**Task to carry out**
Could you print every record exactly as it stands?

[Data extracted from a collection]
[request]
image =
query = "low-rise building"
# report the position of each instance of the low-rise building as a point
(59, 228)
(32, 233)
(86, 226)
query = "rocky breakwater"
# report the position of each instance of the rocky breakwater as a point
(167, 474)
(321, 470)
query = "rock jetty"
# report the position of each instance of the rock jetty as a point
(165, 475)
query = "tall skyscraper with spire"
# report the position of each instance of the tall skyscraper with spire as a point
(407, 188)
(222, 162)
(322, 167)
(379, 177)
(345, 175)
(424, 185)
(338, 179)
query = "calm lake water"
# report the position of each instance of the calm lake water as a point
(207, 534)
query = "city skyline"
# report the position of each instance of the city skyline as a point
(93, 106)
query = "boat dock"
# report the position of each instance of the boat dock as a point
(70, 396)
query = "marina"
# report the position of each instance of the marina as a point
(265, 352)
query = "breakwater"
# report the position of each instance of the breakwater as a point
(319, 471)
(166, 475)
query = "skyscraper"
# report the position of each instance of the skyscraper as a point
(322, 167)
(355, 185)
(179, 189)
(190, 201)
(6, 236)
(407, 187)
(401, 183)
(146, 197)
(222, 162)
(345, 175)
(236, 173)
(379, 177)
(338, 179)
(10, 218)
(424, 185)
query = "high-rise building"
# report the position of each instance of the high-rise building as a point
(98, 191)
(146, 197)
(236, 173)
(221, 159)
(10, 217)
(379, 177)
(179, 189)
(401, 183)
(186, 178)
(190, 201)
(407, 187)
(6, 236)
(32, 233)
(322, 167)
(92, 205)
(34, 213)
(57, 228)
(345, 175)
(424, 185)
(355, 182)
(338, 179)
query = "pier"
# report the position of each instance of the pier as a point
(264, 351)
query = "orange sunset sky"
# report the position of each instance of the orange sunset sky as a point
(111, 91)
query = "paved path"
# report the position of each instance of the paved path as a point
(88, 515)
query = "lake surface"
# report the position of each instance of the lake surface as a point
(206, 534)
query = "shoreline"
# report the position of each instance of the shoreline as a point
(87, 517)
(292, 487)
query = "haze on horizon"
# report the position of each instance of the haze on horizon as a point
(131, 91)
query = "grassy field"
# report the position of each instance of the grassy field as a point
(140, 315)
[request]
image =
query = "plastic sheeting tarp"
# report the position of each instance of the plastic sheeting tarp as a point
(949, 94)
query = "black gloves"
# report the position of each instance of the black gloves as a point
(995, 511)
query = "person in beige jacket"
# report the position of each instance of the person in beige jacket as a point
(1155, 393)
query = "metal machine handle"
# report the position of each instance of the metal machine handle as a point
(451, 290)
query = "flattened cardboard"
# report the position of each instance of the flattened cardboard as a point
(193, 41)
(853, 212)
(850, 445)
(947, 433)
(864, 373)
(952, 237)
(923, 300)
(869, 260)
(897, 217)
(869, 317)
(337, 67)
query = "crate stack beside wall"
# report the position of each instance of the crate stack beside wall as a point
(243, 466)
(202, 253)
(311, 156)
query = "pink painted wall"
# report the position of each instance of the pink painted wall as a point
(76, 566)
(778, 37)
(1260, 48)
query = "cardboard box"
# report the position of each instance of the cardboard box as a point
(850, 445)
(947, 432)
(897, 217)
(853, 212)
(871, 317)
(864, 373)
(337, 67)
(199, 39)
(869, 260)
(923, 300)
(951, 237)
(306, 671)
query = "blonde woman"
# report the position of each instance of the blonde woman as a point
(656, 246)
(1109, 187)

**Expected answer**
[request]
image =
query = "low-rise building"
# report the position of each instance of the low-rise building as a point
(59, 228)
(32, 233)
(86, 226)
query = "rocky breakwater"
# report the position of each instance of the rocky breakwater as a point
(167, 474)
(321, 470)
query = "rock jetty"
# report the position of each instance of the rock jetty as a point
(165, 475)
query = "tall skyscraper with spire"
# report the position of each instance of the tall skyscraper with spire as a point
(407, 188)
(222, 162)
(322, 167)
(379, 177)
(345, 175)
(424, 185)
(338, 179)
query = "calm lake water"
# report the position of each instance of the calm lake water as a point
(207, 534)
query = "city skyline"
# report the position of each instance of the city skyline as a point
(93, 106)
query = "boat dock"
# report the position of each instance of the boat dock as a point
(70, 396)
query = "marina"
# report the position of each instance of the marina as a point
(265, 352)
query = "breakwater"
# report the position of each instance of the breakwater as a point
(319, 471)
(166, 475)
query = "skyscraper"
# report the position of each instance of the skyscraper as a point
(322, 167)
(355, 185)
(179, 189)
(190, 201)
(6, 236)
(407, 187)
(401, 183)
(146, 197)
(222, 162)
(345, 175)
(236, 173)
(379, 177)
(338, 179)
(10, 218)
(424, 185)
query = "high-rise building"
# report the position of each instance of the high-rise building as a point
(98, 191)
(146, 197)
(236, 173)
(221, 159)
(10, 217)
(379, 177)
(179, 189)
(401, 183)
(186, 178)
(190, 201)
(407, 187)
(6, 236)
(32, 233)
(322, 167)
(92, 205)
(34, 213)
(57, 228)
(345, 175)
(424, 185)
(355, 182)
(338, 179)
query = "pier"
# report the position of each instance of the pier as a point
(264, 351)
query = "orange sunset sky"
# report the position of each instance of the orange sunset sky as a point
(111, 91)
query = "paved path"
# report the position of each instance of the paved path as a point
(88, 515)
query = "lake surface"
# report the position of each instance of the lake surface as a point
(206, 534)
query = "shoreline"
# report the position of each instance of the shoreline as a point
(87, 517)
(292, 487)
query = "haze on horizon"
# report the position of each instance of the haze on horizon as a point
(131, 91)
query = "grassy field"
# report the position of each instance of the grassy field as a point
(140, 315)
[request]
image =
query = "plastic sheeting tarp"
# report the position of each instance of the plastic sheeting tarp as a point
(949, 94)
query = "black gloves"
# report the position of each instance of the black gloves as a point
(995, 511)
query = "person in beige jacket"
# report the position of each instance of the person in beige jacket as a point
(1155, 393)
query = "metal machine handle"
# report the position of each instance of the metal machine handle as a point
(451, 290)
query = "flattened cardboard"
# report the position of each instance of the flattened cardboard as a point
(193, 41)
(853, 212)
(850, 445)
(947, 433)
(864, 373)
(952, 237)
(923, 300)
(869, 260)
(897, 217)
(869, 317)
(337, 67)
query = "crate stack beside wall"
# report the position of each instance of the crate stack beside wall as a point
(243, 466)
(202, 253)
(311, 156)
query = "pink painted wall"
# report the position of each instance of the pink painted wall as a point
(76, 566)
(778, 37)
(1260, 48)
query = "cardboard box"
# report the position of each instance of the cardboard box as a point
(850, 445)
(947, 432)
(897, 217)
(853, 212)
(871, 317)
(864, 373)
(337, 67)
(199, 39)
(869, 260)
(923, 300)
(951, 237)
(306, 671)
query = "blonde woman"
# report the position of each instance of the blonde woman as a point
(656, 246)
(1109, 187)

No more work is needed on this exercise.